* **TASK PROMPT**
Count the lines in the records below that contain the string "block", treating uppercase and lowercase as different. Reply with the number only.

(Named object pointing entries)

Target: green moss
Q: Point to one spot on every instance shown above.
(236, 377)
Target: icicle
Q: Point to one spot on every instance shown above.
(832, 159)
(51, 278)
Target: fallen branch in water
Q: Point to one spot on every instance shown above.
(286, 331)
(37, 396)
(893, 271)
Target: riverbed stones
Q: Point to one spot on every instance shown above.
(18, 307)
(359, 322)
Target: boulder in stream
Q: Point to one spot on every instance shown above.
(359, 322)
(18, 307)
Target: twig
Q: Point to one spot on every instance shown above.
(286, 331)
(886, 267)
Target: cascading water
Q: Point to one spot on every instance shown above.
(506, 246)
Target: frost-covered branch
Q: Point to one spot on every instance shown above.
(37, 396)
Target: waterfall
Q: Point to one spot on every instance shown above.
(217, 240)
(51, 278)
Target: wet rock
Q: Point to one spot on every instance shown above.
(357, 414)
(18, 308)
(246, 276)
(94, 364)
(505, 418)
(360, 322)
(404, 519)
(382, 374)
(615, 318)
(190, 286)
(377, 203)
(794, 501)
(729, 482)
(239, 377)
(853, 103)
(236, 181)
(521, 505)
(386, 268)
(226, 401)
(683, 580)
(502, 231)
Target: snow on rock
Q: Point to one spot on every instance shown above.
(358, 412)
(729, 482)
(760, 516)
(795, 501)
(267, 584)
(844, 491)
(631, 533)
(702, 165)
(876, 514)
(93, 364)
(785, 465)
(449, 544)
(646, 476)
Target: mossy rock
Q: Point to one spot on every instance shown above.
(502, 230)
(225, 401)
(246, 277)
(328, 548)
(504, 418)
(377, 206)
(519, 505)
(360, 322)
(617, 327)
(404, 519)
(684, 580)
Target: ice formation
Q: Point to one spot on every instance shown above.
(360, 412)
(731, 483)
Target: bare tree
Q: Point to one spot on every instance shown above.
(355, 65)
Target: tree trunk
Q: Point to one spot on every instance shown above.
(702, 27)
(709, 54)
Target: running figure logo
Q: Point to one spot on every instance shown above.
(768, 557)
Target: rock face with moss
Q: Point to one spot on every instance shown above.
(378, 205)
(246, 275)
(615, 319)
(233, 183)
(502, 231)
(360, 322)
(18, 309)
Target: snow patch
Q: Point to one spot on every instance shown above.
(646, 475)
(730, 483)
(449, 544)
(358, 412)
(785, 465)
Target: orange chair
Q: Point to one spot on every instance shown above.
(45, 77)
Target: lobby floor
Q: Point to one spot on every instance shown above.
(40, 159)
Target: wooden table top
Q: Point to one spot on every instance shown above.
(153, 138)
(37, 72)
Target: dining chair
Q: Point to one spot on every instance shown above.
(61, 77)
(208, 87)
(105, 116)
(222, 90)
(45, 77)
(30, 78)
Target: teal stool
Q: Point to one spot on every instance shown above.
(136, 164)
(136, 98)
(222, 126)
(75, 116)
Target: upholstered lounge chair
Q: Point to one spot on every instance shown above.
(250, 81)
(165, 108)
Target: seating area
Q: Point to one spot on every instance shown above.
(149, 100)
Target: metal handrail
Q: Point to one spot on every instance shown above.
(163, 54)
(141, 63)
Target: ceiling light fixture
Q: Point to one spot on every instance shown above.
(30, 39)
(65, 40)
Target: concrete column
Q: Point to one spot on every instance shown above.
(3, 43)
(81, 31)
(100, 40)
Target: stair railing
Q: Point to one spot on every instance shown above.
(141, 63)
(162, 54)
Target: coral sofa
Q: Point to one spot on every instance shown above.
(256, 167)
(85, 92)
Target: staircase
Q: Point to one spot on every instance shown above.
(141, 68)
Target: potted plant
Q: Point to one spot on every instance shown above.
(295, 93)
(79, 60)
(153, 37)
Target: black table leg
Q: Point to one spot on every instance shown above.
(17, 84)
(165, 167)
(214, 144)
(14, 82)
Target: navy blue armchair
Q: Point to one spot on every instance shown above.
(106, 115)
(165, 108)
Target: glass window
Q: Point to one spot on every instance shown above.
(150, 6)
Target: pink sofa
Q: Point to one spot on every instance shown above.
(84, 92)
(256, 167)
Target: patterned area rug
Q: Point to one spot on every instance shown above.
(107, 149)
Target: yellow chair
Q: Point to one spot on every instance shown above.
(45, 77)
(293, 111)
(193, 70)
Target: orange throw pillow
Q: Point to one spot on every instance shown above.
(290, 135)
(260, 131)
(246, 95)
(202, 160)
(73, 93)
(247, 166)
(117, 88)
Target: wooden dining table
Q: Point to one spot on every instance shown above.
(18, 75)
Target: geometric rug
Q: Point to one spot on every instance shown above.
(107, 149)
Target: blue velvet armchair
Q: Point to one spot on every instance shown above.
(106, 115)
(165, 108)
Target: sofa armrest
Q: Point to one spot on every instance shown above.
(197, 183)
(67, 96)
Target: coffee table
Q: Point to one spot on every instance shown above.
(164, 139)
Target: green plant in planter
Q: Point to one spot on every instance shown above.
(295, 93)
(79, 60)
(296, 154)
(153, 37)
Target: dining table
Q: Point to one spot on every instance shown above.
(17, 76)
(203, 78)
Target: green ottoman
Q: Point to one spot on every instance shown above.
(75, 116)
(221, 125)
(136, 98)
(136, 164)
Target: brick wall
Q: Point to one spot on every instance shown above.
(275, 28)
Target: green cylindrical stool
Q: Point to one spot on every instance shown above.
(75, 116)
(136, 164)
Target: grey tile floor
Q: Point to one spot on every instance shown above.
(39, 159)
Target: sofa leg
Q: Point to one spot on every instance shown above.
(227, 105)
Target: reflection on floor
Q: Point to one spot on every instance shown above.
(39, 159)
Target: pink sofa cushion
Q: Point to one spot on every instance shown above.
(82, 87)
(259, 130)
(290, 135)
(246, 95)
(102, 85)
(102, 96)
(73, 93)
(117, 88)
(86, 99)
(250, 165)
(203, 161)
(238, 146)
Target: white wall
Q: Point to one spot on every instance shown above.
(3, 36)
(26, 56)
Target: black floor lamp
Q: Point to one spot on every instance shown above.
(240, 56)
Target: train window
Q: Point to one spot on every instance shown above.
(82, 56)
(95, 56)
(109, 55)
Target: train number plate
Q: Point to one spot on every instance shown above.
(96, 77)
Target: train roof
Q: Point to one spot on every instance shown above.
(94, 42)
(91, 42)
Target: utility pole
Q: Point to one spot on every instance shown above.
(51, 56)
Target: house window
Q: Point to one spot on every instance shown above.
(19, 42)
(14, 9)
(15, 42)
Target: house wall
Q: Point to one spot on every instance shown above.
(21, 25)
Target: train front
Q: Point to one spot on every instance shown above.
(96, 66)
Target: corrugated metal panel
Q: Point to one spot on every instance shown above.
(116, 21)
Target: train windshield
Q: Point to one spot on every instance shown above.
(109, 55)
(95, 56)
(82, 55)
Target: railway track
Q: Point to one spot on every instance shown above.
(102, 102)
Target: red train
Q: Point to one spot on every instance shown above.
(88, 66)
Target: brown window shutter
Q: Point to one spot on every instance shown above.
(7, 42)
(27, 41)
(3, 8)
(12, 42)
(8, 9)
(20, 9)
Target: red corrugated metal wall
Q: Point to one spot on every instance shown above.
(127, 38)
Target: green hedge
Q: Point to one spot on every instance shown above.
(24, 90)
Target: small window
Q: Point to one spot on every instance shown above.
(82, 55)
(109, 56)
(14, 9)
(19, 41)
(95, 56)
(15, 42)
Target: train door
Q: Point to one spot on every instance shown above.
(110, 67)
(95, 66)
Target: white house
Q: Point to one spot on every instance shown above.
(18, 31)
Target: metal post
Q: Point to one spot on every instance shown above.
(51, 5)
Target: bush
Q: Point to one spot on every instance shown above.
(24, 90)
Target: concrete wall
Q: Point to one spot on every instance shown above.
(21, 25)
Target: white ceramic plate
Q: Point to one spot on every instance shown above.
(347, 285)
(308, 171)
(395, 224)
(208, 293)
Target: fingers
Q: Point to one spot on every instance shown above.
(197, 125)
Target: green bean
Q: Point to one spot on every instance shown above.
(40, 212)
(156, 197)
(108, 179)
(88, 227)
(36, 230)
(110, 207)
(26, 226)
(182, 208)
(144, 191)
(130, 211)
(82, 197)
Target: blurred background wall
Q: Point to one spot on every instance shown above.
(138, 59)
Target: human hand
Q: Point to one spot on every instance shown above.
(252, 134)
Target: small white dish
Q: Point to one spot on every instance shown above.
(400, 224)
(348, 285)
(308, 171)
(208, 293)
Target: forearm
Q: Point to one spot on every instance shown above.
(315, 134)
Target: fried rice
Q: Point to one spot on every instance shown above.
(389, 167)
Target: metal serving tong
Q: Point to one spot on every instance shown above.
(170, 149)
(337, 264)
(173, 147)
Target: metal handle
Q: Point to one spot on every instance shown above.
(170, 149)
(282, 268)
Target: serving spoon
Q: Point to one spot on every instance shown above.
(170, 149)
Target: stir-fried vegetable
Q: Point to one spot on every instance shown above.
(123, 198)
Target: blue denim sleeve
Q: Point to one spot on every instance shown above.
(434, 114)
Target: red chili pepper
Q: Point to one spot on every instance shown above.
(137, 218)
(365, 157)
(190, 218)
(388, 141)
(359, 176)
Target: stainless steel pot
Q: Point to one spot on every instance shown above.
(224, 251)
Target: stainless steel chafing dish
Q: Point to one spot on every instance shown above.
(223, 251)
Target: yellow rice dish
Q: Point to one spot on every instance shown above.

==

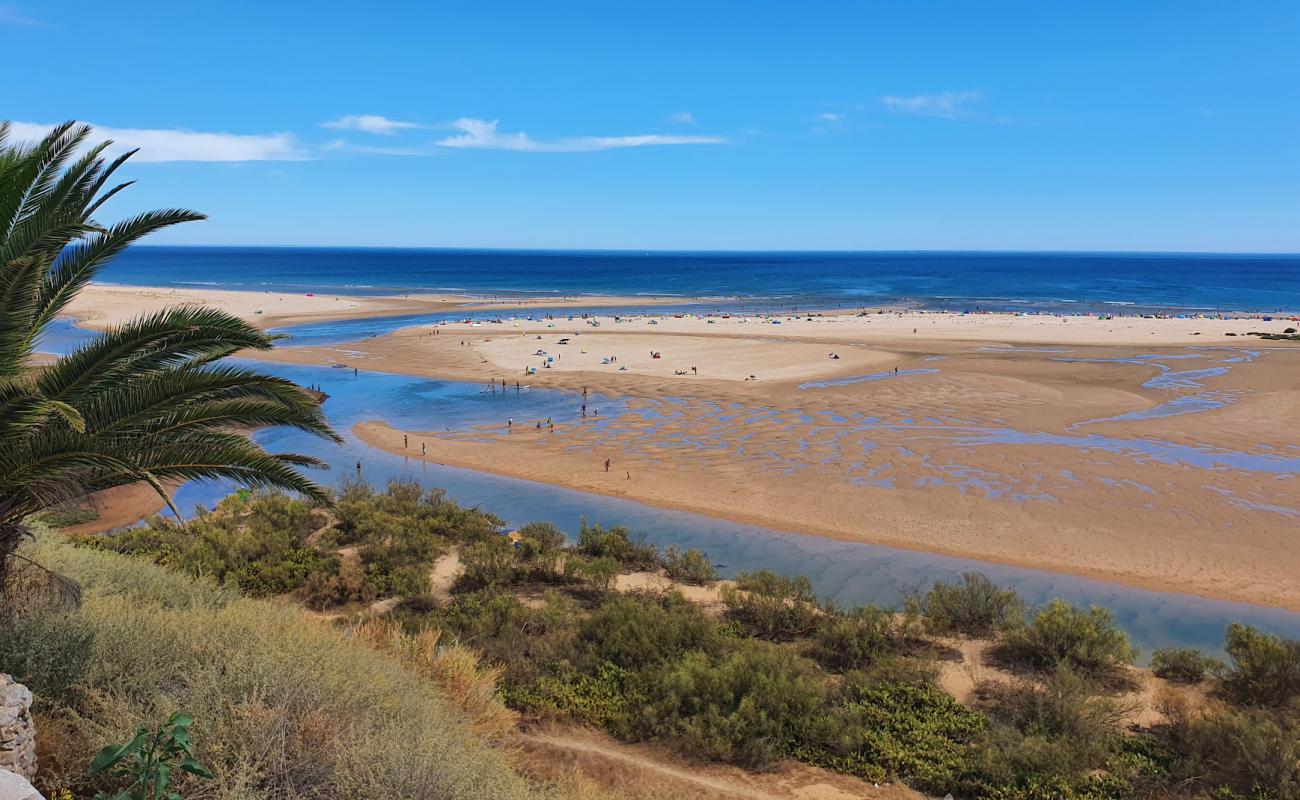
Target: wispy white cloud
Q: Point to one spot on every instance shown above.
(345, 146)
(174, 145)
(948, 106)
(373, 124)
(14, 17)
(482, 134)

...

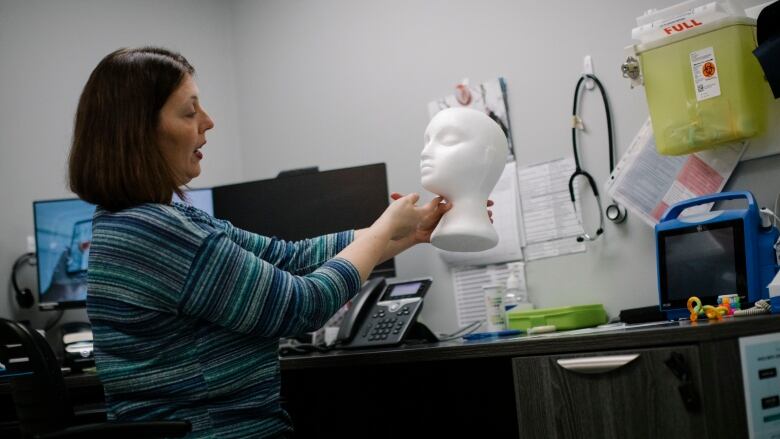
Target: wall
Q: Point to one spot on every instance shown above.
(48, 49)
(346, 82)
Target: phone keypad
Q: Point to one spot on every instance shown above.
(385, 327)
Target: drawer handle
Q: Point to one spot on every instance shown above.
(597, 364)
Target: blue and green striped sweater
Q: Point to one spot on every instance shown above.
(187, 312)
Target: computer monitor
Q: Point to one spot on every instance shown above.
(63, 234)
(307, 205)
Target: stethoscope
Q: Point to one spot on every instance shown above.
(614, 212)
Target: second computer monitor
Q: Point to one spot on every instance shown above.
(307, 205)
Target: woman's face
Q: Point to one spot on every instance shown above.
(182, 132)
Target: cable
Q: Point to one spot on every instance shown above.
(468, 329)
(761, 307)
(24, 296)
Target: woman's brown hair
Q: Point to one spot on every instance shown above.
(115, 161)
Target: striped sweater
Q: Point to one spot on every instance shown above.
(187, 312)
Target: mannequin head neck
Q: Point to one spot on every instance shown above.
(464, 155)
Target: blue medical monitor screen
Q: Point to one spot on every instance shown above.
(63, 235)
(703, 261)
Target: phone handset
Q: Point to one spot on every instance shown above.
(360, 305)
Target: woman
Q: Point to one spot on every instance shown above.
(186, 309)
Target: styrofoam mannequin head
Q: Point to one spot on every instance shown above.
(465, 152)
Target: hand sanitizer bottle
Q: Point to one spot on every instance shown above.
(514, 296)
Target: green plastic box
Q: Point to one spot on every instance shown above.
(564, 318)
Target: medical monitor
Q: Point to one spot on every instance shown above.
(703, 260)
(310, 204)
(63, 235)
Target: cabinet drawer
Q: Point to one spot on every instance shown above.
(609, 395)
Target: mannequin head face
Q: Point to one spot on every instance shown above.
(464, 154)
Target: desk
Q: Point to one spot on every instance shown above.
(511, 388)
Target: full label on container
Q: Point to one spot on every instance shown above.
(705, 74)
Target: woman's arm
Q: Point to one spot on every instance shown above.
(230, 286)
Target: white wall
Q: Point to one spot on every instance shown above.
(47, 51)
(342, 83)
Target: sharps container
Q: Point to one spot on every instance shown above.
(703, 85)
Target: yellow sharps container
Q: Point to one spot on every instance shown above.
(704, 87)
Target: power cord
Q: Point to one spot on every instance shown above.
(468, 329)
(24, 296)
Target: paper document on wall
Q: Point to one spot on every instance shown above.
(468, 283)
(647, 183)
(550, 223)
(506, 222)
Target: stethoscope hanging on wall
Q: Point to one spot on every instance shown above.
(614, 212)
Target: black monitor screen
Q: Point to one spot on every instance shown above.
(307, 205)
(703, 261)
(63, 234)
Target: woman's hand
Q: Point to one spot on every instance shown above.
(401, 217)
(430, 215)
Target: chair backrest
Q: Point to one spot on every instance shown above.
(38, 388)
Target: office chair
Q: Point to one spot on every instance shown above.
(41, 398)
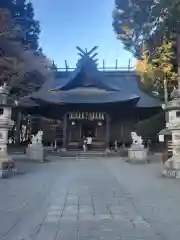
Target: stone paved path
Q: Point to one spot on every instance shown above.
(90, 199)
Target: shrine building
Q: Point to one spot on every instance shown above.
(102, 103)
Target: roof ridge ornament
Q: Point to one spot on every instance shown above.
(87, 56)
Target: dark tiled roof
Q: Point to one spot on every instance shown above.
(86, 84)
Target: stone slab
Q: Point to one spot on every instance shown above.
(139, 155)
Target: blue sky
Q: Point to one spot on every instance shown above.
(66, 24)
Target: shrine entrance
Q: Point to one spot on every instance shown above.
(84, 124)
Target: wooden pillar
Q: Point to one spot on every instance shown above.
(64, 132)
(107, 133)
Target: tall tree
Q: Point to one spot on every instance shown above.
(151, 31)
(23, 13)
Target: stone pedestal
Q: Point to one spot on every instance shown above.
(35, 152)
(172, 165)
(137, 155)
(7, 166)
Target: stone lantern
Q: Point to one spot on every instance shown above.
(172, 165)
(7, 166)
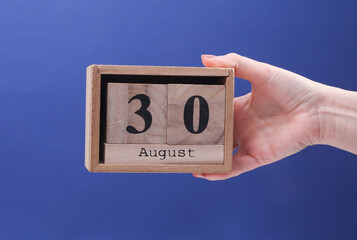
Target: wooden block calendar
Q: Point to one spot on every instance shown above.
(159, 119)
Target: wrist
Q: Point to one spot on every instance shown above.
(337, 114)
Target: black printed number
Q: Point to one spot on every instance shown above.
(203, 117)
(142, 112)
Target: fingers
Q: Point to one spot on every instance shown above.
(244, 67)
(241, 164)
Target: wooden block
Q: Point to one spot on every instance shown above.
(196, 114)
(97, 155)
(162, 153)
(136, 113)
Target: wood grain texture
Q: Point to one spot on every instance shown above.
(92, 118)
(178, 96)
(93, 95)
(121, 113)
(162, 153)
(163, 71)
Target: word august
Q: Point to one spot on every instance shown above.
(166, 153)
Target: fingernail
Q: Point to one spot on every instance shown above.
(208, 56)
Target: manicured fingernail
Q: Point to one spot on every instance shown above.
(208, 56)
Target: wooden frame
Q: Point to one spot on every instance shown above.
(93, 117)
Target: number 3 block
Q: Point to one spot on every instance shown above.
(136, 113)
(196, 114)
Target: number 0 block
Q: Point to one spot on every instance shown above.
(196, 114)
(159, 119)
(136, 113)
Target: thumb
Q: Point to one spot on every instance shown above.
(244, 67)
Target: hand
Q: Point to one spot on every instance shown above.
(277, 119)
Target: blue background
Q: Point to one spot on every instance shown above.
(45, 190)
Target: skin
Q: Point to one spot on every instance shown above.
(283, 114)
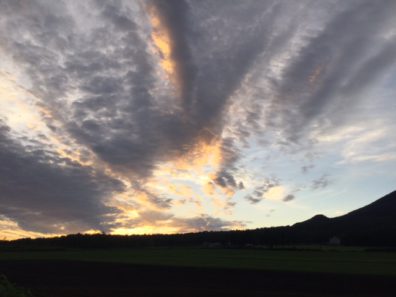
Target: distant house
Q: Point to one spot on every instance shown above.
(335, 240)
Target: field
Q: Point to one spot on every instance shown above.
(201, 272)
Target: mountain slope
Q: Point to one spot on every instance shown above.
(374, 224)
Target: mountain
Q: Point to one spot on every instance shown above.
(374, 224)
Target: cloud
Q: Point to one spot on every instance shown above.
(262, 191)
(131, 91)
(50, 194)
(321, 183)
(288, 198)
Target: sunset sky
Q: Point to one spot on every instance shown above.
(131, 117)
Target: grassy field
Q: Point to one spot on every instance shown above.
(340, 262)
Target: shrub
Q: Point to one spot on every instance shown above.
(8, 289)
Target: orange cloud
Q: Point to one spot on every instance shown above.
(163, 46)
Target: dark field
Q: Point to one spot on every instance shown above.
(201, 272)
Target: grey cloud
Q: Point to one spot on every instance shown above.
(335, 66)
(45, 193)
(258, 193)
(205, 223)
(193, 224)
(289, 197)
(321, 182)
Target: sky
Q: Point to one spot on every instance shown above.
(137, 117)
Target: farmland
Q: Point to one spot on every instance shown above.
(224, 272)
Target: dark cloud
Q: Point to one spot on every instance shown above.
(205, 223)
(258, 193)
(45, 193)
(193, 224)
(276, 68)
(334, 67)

* **EXERCISE RESPONSE**
4